▶ _Excerpt provided_
* * * * * * * * *

And not just on Days of Our Lives. Actually, I don't even know if Hope is still on. Haven't watched in years. I was afraid that if I kept rolling my eyes back into my head so violently, I might injure myself.
Back to the other kind of hope, the kind I cursed and despised last night.
Yeah, it won't leave me alone.
I want to strangle it.
I keep thinking . . . ok, 35. That's too low. I get that. The hormone increases rapidly after implantation, I expected it to be over 50 and hoped for it to be near 100. That would have put my mind at ease, you know? But if it were 35, then why, a full 48 hours later, did I still test and get a clearly dark positive, again? HCG has a half life of 24-48 hours. If there is nothing there, then shouldn't the test have started to fade already?
It's three days post-draw. Levels should already be down to 17 or lower. Probably lower, because that is a very tiny amount of HCG.
Only, when I faced the inevitable and took another test, it wasn't faded. In fact, the test line began visibly forming before the dye hit the control line. Or - instantaneously. And the final result is very dark. As dark as the control line, or the next thing to it.
That, to me, means that the HCG is not decreasing. It is possible that it is not really increasing, or doubling at an appropriate rate either. I'm not getting my hopes up for a sticky, growing baby at this point. But it seems evident to me that I am still pregnant today.

* * * * * * * * *

▶ _Study material_
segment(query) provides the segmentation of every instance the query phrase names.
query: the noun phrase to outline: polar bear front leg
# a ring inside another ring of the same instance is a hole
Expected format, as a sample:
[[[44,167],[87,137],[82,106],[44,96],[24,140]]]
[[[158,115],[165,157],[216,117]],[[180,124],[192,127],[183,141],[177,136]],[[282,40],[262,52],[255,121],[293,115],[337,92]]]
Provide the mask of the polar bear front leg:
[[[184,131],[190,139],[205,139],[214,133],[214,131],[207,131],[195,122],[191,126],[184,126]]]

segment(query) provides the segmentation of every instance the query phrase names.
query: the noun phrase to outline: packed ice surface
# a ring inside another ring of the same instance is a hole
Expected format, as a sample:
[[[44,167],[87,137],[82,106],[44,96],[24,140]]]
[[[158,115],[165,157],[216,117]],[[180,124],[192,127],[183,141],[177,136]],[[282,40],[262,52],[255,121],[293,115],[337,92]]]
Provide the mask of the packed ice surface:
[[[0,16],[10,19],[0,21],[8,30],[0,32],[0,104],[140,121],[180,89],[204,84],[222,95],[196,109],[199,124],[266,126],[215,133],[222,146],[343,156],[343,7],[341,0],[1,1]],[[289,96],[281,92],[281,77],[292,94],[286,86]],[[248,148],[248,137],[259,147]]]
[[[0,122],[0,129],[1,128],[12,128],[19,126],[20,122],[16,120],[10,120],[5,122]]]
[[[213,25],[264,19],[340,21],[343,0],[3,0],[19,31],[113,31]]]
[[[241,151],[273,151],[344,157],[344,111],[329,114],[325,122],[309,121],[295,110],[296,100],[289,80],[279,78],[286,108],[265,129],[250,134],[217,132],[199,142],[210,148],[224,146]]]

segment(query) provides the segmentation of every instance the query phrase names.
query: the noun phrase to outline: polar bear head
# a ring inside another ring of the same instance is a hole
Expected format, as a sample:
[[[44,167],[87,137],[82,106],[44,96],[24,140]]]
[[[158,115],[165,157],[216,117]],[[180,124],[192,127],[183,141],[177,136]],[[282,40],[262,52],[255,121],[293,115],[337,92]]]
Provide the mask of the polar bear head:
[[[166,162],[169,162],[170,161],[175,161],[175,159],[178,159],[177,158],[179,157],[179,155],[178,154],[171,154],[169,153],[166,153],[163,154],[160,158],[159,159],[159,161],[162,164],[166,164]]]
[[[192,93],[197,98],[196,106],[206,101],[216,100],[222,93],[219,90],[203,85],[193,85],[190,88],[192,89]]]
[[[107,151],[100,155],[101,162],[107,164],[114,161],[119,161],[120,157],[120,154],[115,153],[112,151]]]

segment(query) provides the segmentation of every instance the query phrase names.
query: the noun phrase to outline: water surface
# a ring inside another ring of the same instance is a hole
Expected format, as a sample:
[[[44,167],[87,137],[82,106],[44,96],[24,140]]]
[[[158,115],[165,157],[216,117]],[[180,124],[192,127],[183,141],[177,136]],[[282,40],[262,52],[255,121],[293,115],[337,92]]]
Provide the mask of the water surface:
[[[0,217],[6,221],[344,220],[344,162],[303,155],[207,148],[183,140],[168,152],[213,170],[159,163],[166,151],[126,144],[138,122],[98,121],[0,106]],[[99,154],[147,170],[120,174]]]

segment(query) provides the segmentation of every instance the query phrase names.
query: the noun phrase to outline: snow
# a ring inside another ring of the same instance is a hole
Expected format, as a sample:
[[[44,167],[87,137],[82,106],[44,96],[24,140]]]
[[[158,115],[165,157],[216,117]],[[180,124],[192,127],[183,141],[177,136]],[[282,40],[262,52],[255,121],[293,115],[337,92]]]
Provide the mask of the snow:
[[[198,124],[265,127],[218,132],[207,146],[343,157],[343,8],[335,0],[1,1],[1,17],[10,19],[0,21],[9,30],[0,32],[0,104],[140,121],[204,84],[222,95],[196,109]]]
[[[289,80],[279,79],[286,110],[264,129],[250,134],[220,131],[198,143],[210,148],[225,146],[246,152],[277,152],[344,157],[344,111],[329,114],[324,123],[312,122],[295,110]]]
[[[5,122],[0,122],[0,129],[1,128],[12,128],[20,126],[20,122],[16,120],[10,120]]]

* * * * * * * * *

▶ _Prompt 1_
Reproduce everything in the post about the HCG levels and pregnancy test from "Only, when I" down to "still pregnant today.".
▶ _Prompt 2_
Resume the post about the HCG levels and pregnancy test, writing on from its final sentence.

▶ _Exercise output 1_
Only, when I faced the inevitable and took another test, it wasn't faded. In fact, the test line began visibly forming before the dye hit the control line. Or - instantaneously. And the final result is very dark. As dark as the control line, or the next thing to it.
That, to me, means that the HCG is not decreasing. It is possible that it is not really increasing, or doubling at an appropriate rate either. I'm not getting my hopes up for a sticky, growing baby at this point. But it seems evident to me that I am still pregnant today.

▶ _Exercise output 2_
So this is weird. My big worry is about an ectopic pregnancy. It needs to be diagnosed and treated as quickly as possible, if that is what this is. If it's early enough, we can possibly have a shot that will stop growth and end the pregnancy and it will go away. At the least, we can have laproscopic surgery to remove the pregnancy without damaging the tube/ovary/whatever. So, that is out there.
Also - still spotting. Spotting had stopped - but now it's back. Not heavy, only when I wipe, but tan/brown/bit of pinky brown. But it's there. So maybe there was a sticky baby through the period that isn't making it now. Who the hell knows at this point?
But. . . there is still hope. Annoying, frustrating, angering as it is to me these days - it refuses to die. It continues to beat away in my chest, urging me on. It's the evil thing that led me to test in the first place, it's the thing that kept me testing, it's the thing that led me to the betas and led me to retest after reasonable expectation was gone. It makes it hurt more with each passing marker, but it's still there. I guess it's not reasonable to live without hope entirely, but I'm pretty leery of hoping for a miracle after all.
But I do still have a kernel of it in there somewhere, whispering not to hate God, not to give up now, not to let go now, that all will be well if I have faith.
I fear it is the devil, not the guardian angel whispering, but . . . I have some hope.